• Task: Count every line in the data below where the word "yellow" appears, then state only that count.

• Data extracts:
______

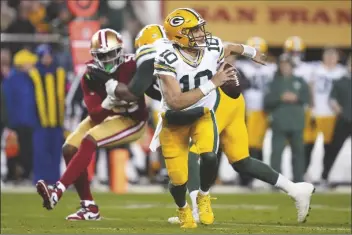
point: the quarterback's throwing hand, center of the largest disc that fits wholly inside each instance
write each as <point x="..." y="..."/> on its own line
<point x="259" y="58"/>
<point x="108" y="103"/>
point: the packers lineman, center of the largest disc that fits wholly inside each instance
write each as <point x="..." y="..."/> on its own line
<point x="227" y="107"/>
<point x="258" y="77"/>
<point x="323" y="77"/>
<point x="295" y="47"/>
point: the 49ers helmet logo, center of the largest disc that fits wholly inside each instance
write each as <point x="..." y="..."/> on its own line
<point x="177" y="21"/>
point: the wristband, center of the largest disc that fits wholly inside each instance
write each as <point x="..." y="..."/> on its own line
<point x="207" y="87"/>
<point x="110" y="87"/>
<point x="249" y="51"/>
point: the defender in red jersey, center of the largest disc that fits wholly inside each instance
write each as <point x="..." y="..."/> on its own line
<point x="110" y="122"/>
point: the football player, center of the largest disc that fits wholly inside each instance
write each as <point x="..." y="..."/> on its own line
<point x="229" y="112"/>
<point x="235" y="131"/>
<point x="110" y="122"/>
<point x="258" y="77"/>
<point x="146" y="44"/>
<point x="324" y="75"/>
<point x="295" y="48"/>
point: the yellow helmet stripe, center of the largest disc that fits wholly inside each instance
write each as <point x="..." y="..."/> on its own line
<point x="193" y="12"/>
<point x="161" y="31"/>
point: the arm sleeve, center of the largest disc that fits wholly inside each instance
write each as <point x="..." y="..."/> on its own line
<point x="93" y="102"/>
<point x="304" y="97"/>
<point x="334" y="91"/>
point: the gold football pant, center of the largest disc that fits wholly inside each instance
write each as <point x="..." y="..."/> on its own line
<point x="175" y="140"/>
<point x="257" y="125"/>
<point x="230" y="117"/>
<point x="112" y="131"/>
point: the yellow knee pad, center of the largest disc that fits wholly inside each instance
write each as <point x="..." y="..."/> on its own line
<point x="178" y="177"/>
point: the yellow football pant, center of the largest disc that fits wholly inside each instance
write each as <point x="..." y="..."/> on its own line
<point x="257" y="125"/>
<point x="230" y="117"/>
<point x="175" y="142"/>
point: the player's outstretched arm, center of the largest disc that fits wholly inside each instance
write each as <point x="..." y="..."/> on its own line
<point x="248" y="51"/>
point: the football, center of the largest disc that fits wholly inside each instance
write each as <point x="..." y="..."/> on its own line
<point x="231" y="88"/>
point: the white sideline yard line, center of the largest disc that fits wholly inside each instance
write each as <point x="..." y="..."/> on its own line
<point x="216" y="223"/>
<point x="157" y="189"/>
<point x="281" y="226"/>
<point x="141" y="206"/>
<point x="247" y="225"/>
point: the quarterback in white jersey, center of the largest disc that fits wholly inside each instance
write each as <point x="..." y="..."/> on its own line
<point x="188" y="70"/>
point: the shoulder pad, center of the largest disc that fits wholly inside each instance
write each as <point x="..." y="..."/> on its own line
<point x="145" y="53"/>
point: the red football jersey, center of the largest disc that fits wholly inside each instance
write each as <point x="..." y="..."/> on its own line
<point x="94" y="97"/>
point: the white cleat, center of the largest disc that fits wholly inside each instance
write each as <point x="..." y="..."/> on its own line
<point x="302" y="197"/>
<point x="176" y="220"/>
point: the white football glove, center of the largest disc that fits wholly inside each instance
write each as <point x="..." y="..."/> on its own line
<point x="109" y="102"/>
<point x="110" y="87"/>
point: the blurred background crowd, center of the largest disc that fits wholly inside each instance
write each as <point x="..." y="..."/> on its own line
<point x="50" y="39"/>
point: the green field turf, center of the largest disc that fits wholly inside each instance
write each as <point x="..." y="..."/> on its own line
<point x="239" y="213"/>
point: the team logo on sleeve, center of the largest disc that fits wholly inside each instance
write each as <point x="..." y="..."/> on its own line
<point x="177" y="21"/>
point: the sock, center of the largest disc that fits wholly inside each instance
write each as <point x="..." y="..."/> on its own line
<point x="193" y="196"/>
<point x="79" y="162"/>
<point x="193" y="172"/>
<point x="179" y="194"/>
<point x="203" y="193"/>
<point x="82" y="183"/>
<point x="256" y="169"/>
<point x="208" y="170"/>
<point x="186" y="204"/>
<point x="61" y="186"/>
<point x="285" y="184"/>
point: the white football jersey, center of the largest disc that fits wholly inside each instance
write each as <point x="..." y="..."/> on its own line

______

• Solution to this problem: 3